§ EXERCISE OBJECTIVE
Will you print all of the entries below line by line, without changing a single character?

[Records]
§ §
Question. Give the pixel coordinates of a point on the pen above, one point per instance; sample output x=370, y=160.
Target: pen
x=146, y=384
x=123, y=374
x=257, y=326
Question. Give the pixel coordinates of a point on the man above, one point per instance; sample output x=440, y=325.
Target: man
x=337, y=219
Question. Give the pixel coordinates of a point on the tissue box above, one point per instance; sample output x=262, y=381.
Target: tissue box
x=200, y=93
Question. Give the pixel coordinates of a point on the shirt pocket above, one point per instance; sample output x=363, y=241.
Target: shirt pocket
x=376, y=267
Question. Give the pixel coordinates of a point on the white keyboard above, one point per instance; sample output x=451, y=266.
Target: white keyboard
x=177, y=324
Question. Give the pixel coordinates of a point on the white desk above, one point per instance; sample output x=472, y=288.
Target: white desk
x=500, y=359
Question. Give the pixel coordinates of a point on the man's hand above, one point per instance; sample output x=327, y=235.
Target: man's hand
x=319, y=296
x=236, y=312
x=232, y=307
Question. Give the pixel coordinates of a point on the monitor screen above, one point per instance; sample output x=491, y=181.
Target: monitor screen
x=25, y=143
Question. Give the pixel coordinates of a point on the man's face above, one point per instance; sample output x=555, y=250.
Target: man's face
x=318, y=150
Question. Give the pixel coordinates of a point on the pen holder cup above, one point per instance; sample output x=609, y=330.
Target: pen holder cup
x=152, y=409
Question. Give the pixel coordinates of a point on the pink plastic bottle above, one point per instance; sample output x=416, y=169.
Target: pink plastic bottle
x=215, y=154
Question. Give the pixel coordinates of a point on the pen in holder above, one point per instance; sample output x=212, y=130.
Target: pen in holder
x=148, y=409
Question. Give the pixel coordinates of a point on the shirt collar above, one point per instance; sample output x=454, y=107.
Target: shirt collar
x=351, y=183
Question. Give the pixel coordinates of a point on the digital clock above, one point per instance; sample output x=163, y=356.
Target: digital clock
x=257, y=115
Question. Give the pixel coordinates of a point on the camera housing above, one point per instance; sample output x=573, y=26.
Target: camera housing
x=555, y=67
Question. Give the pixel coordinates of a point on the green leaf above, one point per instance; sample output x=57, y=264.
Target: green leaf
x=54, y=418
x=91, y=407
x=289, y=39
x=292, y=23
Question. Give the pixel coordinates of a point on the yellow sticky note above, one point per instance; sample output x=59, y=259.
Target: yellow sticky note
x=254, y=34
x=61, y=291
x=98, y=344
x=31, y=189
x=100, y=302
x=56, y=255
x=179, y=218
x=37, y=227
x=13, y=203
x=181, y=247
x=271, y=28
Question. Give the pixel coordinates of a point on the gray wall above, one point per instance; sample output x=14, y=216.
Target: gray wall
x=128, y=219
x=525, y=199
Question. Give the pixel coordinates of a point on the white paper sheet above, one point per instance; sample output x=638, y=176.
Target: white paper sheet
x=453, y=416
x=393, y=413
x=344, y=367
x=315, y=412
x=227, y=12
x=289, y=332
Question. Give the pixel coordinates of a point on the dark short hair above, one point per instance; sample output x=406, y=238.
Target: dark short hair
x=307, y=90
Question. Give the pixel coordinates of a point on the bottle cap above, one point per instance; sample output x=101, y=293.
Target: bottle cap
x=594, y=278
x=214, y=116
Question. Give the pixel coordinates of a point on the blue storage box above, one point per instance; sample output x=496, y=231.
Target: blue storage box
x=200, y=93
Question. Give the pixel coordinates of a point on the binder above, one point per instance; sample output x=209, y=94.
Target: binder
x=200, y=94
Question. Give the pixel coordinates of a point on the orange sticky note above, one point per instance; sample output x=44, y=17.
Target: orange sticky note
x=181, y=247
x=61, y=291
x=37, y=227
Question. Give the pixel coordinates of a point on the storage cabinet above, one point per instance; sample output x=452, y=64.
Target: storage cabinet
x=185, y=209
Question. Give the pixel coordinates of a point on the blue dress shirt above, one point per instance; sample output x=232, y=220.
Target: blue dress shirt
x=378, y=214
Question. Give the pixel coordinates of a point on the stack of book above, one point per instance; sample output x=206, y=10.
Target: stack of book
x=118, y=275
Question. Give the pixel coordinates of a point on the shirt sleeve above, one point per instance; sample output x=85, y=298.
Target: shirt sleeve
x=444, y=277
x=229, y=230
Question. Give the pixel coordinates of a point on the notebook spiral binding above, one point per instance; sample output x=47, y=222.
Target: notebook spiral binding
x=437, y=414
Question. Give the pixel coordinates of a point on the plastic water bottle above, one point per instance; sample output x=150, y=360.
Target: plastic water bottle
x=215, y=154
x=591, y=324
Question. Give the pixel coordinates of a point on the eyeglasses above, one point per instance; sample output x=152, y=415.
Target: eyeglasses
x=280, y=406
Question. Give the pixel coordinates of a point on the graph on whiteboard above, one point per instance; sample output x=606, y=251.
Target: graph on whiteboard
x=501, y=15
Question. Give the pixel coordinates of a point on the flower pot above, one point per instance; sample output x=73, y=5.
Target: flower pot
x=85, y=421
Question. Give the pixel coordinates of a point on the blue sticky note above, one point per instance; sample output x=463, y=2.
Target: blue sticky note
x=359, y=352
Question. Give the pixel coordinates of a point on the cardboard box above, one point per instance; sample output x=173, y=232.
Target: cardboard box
§ §
§ TASK RESULT
Question. Give the pixel coordinates of a point on the pen above, one point per instance; sample output x=370, y=160.
Target: pen
x=146, y=384
x=123, y=374
x=257, y=326
Question. Give the pixel coordinates of a point on the man above, one point per instance; sample output x=440, y=325.
Target: man
x=337, y=219
Question. Give the pixel coordinates of a point on the tissue box above, one point per instance; sample output x=262, y=381.
Target: tissue box
x=200, y=93
Question. Give the pixel coordinates of a point on the shirt pocket above, one point per instance; sample output x=363, y=241.
Target: shirt pocket
x=376, y=267
Question. Give the pixel coordinates of a point on the white keyboard above, one point per instance; sample output x=451, y=266.
Target: white keyboard
x=177, y=324
Question. Give the pixel coordinates of a point on the white desk above, one point per instance; sample output x=472, y=288.
Target: white desk
x=500, y=359
Question. Give the pixel coordinates of a point on the man's hand above, one point per instance; sample output x=327, y=235.
Target: man's hand
x=319, y=296
x=236, y=312
x=232, y=307
Question. Give the pixel coordinates of a point on the monitor screen above, one point per instance; sample output x=491, y=181.
Target: monitor screen
x=25, y=143
Question. Give the pixel coordinates of a point on the man's face above, one point per instance; sample output x=555, y=250.
Target: man's face
x=318, y=150
Question. Give the pixel coordinates of a point on the pen holder cup above, one point per instance; sample output x=609, y=330.
Target: pen holder cup
x=152, y=409
Question. Give the pixel coordinates of a point on the pink plastic bottle above, one point per instance; sample output x=416, y=169.
Target: pink plastic bottle
x=215, y=154
Question. Give the pixel coordinates of a point on the pen in holder above, one point per instance; sample output x=212, y=130.
Target: pen in holder
x=148, y=409
Question. Give the pixel coordinates of a point on the shirt collar above, one point per instance; sample output x=454, y=107.
Target: shirt collar
x=351, y=183
Question. Give the pixel coordinates of a point on the digital clock above, one point per instance; sample output x=163, y=356.
Target: digital clock
x=257, y=115
Question. Give the pixel coordinates of a point on the camera housing above, one point per instance; sample output x=573, y=26.
Target: camera housing
x=555, y=67
Question. Give the pixel coordinates of a point on the green leaf above, one point per instance; sample output x=57, y=264.
Target: green leaf
x=54, y=418
x=91, y=407
x=289, y=39
x=292, y=23
Question. Give the pixel coordinates of a point on the yellow sticky note above, one point per instance; sample output x=59, y=259.
Target: yellow sticky note
x=254, y=34
x=61, y=291
x=98, y=344
x=31, y=189
x=100, y=302
x=56, y=255
x=179, y=218
x=37, y=227
x=13, y=203
x=181, y=247
x=271, y=28
Question. Give the pixel coordinates of a point on the gray wall above, one point per instance; sample output x=14, y=216.
Target: gray wall
x=128, y=219
x=525, y=199
Question. Give the pixel coordinates of a point on the white paper sheet above, one point per instance; sample output x=638, y=176.
Target: white paper sheet
x=453, y=416
x=393, y=413
x=344, y=367
x=315, y=412
x=227, y=12
x=289, y=332
Question. Give the pixel coordinates of a point on the dark short hair above, one point per instance; sample output x=406, y=238.
Target: dark short hair
x=307, y=90
Question. Give the pixel coordinates of a point on the bottle cap above, one point per instance; sample output x=101, y=293.
Target: bottle cap
x=594, y=278
x=214, y=116
Question. Give the pixel coordinates of a point on the blue storage box above, one point per instance; sample output x=496, y=231.
Target: blue storage box
x=200, y=93
Question. Give the pixel coordinates of a point on the binder above, one point per instance; sample output x=209, y=94.
Target: binder
x=200, y=94
Question. Give the pixel coordinates of a point on the orange sticky note above, one point per instance; sample output x=44, y=17.
Target: orange sticky note
x=181, y=247
x=61, y=291
x=37, y=227
Question. Give the pixel coordinates of a point on the storage cabinet above, one point per instance; sample output x=452, y=64.
Target: storage cabinet
x=185, y=209
Question. Give the pixel coordinates of a point on the blue dress shirt above, one point per instance; sample output x=232, y=220.
Target: blue dress shirt
x=378, y=214
Question. Give the pixel coordinates of a point on the stack of book above, one point per instance; sample output x=206, y=10.
Target: stack of book
x=118, y=275
Question. Give the pixel coordinates of a point on the shirt sleeve above, one point per instance; sample output x=85, y=298.
Target: shirt sleeve
x=444, y=277
x=229, y=230
Question. Give the pixel coordinates of a point on the notebook spiral binding above, one point per instance; sample output x=47, y=222.
Target: notebook spiral binding
x=437, y=414
Question. Give the pixel coordinates of a point on the plastic water bottle above, one point per instance; sample output x=150, y=360.
Target: plastic water bottle
x=215, y=154
x=591, y=324
Question. Give the pixel coordinates of a point on the eyeglasses above, one point per instance; sample output x=152, y=415.
Target: eyeglasses
x=280, y=406
Question. Give the pixel coordinates of a point on the graph on whiteboard above, one point per instance; sample output x=606, y=251.
Target: graph on whiteboard
x=501, y=15
Question. Give the pixel coordinates of a point on the flower pot above, one point per instance; sample output x=73, y=5.
Target: flower pot
x=85, y=421
Question. Give the pixel coordinates of a point on the blue sticky note above, one point per instance; sample output x=463, y=2.
Target: blue sticky note
x=359, y=352
Question. Give the pixel coordinates of a point on the cardboard box above, one point per instance; sample output x=173, y=232.
Target: cardboard box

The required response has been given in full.